Passage provided:
------------------------------------

Monday, April 01, 2013

Marriage, Surnames, Legitimacy & Gender

When I got married for the first time, I did not seriously consider changing my surname. My ex complained about it beforehand, but when the time came I think he congratulated himself for being so modern.  There was one person in my circle of acquaintance who had a problem with it, complained to my mother and insisted on address me as Mrs Ex's Surname from there on in. This annoyed me, but we weren't close. Meanwhile, everything was straightforward - much more straightforward than if I'd changed it. I didn't have to change my name with any companies or institutions. I sometimes didn't bother correcting strangers who addressed me as Mrs Ex's Surname but then, I didn't always bother before we were married, same as I don't bother correcting every time I'm called Miss or Mrs instead of my preferred Ms. There are only so many hours in the day.

I'm sure other people, in other communities, experience far more hassle than I did or maybe feel more offended at the misnaming. Personally, I have had far more trouble maintaining a consistent title - with one bank account, I had Ms on my debit card, Mrs on my cheque book and Miss on my bank statements!

This marriage is completely different - I feel like I need to say that a lot, not as a defense (the first one doesn't count; this is the real thing.) but because I think folk need to be aware of the fact that these things can be so completely and utterly different that it's hard to use the same words to describe them; love, romance, even marriage. Abused and otherwise miserably partnered people often feel that any given person will always have the same kind of relationships, with roughly the same dynamics, and the same kind of problems. Abused and otherwise miserably partnered people often buy into the fairly widespread cultural meme that Love Hurts and folk - especially men and women - can never have both passion and peace with one another. This is not so.

------------------------------------

Aim 1:
Reproduce the stretch of the post on marriage and surnames from "Marriage, Surnames, Legitimacy" through "in the day.", word for word.
Aim 2:
Carry on the post about marriage and surnames from the point where it stops.

Dataset extract:
------------------------------------

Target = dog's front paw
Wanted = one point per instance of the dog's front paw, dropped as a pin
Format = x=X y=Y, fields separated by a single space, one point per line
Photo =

------------------------------------

Task result 1:
Marriage, Surnames, Legitimacy & Gender

When I got married for the first time, I did not seriously consider changing my surname. My ex complained about it beforehand, but when the time came I think he congratulated himself for being so modern.  There was one person in my circle of acquaintance who had a problem with it, complained to my mother and insisted on address me as Mrs Ex's Surname from there on in. This annoyed me, but we weren't close. Meanwhile, everything was straightforward - much more straightforward than if I'd changed it. I didn't have to change my name with any companies or institutions. I sometimes didn't bother correcting strangers who addressed me as Mrs Ex's Surname but then, I didn't always bother before we were married, same as I don't bother correcting every time I'm called Miss or Mrs instead of my preferred Ms. There are only so many hours in the day.

Task result 2:
However, this has nothing to do with the fact that the surname thing is looking very different this time.  It's not because I am more in love (I am perhaps in love for the first time) or more committed (I was very committed, but this time I am certain*). It's about other things which have nothing to do with the quality or strength of this marriage, but matter a lot to us. They include:
  1. It's something we're talking about together. The whole subject is completely different when two people who are getting married ask the question, "What shall we do about our names? Shall we share one? What shall we call ourselves?"  Frankly, I swung back and forth about what I should do until the conversation became about our choice. This changes everything. 
  2. Stephen's family have welcomed me in and offered me all manner of unconditional things I have never had before.  I feel a tremendous closeness and affiliation with them.  There's a part of me that really likes the idea of sharing a name with them, almost like taking the name of an adopted family. 
  3. At this point in my life, I am known by very many names; The Goldfish, Deborah, Deb, Ms Kelly, D H Kelly, Auntie Deborah, Agent Bum Bum, Love, Sweetheart and all manner of more personal petnames and nicknames (in English, Welsh and Latin). Changing the name I am known by in some contexts would not be the same as changing my identity. In fact, it provides the possibility of another identity.  I like being all these people.  It actually feels like an opportunity to have another name, another identity to do things with.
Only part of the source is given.